● **TASK GOAL**: Rewrite the items below, changing every "thickest part" to "widest part" and leaving everything else as it is.
▼
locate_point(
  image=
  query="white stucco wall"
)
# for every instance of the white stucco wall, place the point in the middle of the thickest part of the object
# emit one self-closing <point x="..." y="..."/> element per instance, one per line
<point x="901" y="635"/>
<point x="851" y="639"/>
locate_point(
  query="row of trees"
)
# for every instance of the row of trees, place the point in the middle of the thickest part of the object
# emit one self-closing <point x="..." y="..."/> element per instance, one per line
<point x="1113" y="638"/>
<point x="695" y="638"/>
▲
● **WRITTEN ANSWER**:
locate_point(
  image=
  query="white stucco wall"
)
# for every instance of the white stucco wall, place the point in the middle of the widest part of the object
# emit one self-closing <point x="..." y="..."/> element per instance, one per line
<point x="901" y="635"/>
<point x="851" y="639"/>
locate_point(
  query="row of trees"
)
# for every instance of the row of trees, place the point in the middle of the widest part of the object
# emit one self-closing <point x="..." y="..."/> element per instance, one per line
<point x="1113" y="638"/>
<point x="695" y="638"/>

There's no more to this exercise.